───── Data records ─────
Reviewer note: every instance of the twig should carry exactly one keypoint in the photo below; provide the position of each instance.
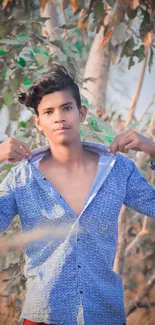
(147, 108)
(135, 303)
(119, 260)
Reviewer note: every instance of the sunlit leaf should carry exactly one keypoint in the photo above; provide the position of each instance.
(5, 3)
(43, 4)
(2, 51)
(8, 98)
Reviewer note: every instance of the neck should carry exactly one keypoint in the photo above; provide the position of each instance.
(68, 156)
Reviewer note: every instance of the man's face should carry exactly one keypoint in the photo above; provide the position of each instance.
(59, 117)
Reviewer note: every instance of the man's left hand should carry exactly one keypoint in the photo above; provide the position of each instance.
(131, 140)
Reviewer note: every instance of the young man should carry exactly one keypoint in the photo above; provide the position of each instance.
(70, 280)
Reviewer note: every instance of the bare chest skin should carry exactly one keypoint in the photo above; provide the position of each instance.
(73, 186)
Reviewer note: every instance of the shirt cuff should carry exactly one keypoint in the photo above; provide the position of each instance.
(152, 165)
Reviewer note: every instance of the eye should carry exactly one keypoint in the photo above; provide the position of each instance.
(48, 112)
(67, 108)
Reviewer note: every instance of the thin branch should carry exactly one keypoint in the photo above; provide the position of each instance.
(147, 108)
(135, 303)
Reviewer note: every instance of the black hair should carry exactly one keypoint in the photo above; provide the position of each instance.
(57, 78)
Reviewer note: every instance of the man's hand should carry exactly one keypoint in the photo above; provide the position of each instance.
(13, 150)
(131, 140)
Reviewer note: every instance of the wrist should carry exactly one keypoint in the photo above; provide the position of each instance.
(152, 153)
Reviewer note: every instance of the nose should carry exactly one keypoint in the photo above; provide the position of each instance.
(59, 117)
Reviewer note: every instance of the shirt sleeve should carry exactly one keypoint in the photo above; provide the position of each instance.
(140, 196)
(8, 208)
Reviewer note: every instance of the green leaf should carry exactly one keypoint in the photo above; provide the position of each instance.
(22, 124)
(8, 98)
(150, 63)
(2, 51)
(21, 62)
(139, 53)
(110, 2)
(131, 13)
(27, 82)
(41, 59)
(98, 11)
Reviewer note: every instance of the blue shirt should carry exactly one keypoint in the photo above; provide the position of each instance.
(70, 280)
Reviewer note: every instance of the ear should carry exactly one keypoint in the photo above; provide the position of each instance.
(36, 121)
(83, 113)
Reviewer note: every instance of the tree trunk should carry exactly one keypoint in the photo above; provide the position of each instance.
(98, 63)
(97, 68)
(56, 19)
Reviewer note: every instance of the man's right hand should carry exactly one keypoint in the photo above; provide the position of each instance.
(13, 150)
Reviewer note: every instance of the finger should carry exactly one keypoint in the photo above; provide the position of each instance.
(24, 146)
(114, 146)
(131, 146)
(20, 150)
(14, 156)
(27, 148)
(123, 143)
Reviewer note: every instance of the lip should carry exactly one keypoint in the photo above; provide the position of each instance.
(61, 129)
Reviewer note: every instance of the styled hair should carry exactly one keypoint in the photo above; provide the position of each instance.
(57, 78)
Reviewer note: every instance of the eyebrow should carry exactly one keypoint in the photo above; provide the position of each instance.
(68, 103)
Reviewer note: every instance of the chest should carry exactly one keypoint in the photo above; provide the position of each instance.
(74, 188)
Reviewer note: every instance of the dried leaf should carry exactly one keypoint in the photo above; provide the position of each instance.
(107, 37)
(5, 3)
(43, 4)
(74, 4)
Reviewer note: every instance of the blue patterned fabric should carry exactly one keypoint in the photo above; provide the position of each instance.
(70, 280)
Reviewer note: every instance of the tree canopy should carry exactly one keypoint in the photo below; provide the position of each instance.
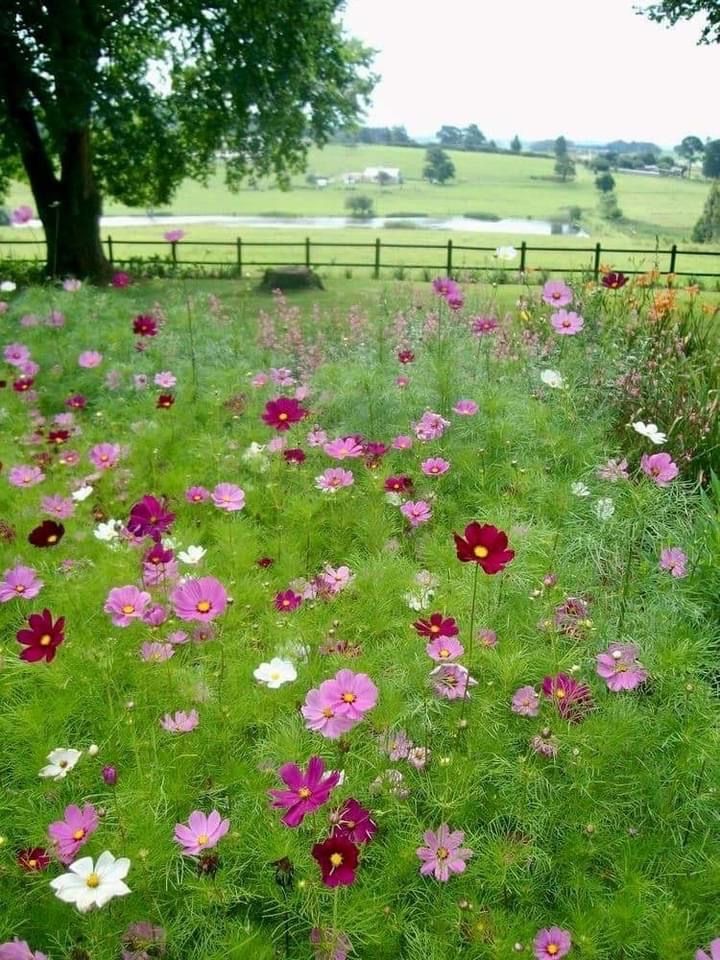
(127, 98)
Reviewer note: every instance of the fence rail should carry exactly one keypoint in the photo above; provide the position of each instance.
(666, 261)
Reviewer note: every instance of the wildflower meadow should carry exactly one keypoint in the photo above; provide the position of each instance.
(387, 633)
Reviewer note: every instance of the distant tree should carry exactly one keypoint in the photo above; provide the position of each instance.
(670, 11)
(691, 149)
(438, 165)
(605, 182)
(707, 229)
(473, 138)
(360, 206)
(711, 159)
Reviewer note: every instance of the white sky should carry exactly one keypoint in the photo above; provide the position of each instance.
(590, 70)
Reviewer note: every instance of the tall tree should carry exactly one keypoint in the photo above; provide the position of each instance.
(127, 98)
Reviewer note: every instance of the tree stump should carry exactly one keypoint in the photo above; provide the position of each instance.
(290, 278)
─────
* _Required work_: Exactly reproduce each record, leaving out any pictures.

* _Expected answer_:
Reviewer note: every instance of the twig should carry exactly one keypoint in the photo below; provide the position of each instance.
(147, 108)
(135, 303)
(119, 260)
Reviewer note: every instance of the sunlit leaf should carry exactly one keypoint in the photo above; provide the position of each instance.
(5, 3)
(43, 4)
(2, 51)
(8, 98)
Reviewer note: every instance of the neck should carry exactly one keypoint in the photo above; provide the position of each instance.
(68, 156)
Reviewer note: every instance of the man's face should carry exactly one keypoint in the photo above; provide the position of each instance.
(59, 117)
Reviewer note: every instance of the man's left hand should carry exactly one keypoint in the photo above; provide the position of each instance.
(131, 140)
Reviewer note: every instance of the young man should carry exactly one keypoint in the photo above; provide the position of each instance.
(70, 280)
Reviewer note: every instance of the bare chest skin should carry exactly one keypoint in the photo above; provide the position of each instance.
(73, 186)
Reviewer note: every instance of the shirt cuff should carry exactly one keypoint in the photo above; provide the position of each instance.
(152, 165)
Reviewer note: every instance of the eye should carry exactly one keypoint in the photo above; provide the position of each instance.
(48, 112)
(67, 108)
Reviewer note: every instance of the thin branch should carry exactly one keypoint in the photo above; provide the position of each instance.
(147, 108)
(135, 303)
Reviewer note: every instance of the black hair should carry exactly one keypoint in the photo above; provide the position of each instance.
(57, 78)
Reviewer note: every instance of the man's hand should carry exactly one keypoint in the photo above; provide the position of each instance.
(13, 150)
(131, 140)
Reviewer note: every instance of the wrist should carry exactly one keypoint in the photo above; provide the position of each instance.
(152, 153)
Reviewer note: every instance of the nose should carry exactly one keypoint in the photo above; provide the position of each instance.
(59, 117)
Reviewer note: every instance of the shirt sleeve should carry exactly one keypoint in the photo above; provide the position of each instance.
(140, 196)
(8, 208)
Reviewer note: every instance of the green leaf should carry exactly one keypoint in the photo above; provide the position of each instance.
(22, 124)
(8, 98)
(150, 63)
(2, 51)
(21, 62)
(139, 53)
(110, 2)
(131, 13)
(27, 82)
(41, 59)
(98, 11)
Reviewer note: every instance of the blue shirt should carry exactly one keypoint in the photo above; provide the position of each instance.
(70, 280)
Reviewer note: every instance of the ear should carry exactly one keypoint in the photo above; provide the position of each instance.
(36, 121)
(83, 113)
Reviewer note: every instance of the tree trunk should carry exactly one keypoint in the photo above; provide the position of each instance.
(98, 63)
(97, 68)
(56, 19)
Reviewer note: every instance of the man's right hand should carry exactly one keypoint in the photo above; provide the position of each instance.
(13, 150)
Reviewer note: every instance of the finger should carry exactly one keypoint in the photo above; provide the position of each instance.
(24, 146)
(114, 146)
(131, 146)
(20, 150)
(14, 156)
(27, 148)
(123, 143)
Reviewer note: every instance of the lip should carry exactly one keypoint in the photo above; provide the position of each instance.
(61, 129)
Reviewer note: every instance of the styled hair should carry exactly one keypoint in the photo above; provide the position of each instance.
(57, 78)
Reviewer note: every instance of the eyebrow should carry exactly one keypoint in the photo above; provide the position of each instance.
(68, 103)
Reviewer note: every instance of the chest should carry exactly one keypoint in the photo above; provide the position of each instance.
(74, 188)
Reviewer note: every instance of the dried leaf should carry exactly one keypoint in the photo above; provide the position of each instance.
(107, 37)
(5, 3)
(43, 4)
(74, 4)
Reviewer note: every instance of the blue patterned fabric should carry exactly one keypoint in the photo above; provide the position of each instance.
(70, 280)
Reviewer note: every instance of the tree canopy should carry exactly one keypoint in the photo below; provide the position of each instance.
(127, 98)
Reviewer note: every instance of the fence rail should carry exactly one keypoint in the photo above; provide the position of each instance.
(666, 261)
Reviewer note: every instance of the wildflower meadow should carry exactly one keypoint in the photo above; provide the position of each instance.
(387, 633)
Reviewer note: every instance of the distant tree should carry exactly one keypoint in the photo above; provide the position of each instance.
(670, 11)
(691, 149)
(438, 165)
(605, 182)
(707, 229)
(473, 138)
(360, 206)
(711, 159)
Reviewer note: every instance of the white sky should carry exactly one keypoint in the photo above; provide the position of each instance.
(590, 70)
Reviewer note: every instance of the tall tree should carry exactly one keypoint in the photo above; provide the position of each instance.
(127, 98)
Reviewer note: every instance of the tree stump should carry exactly one keypoint in the photo above; provide the position of each instance.
(290, 278)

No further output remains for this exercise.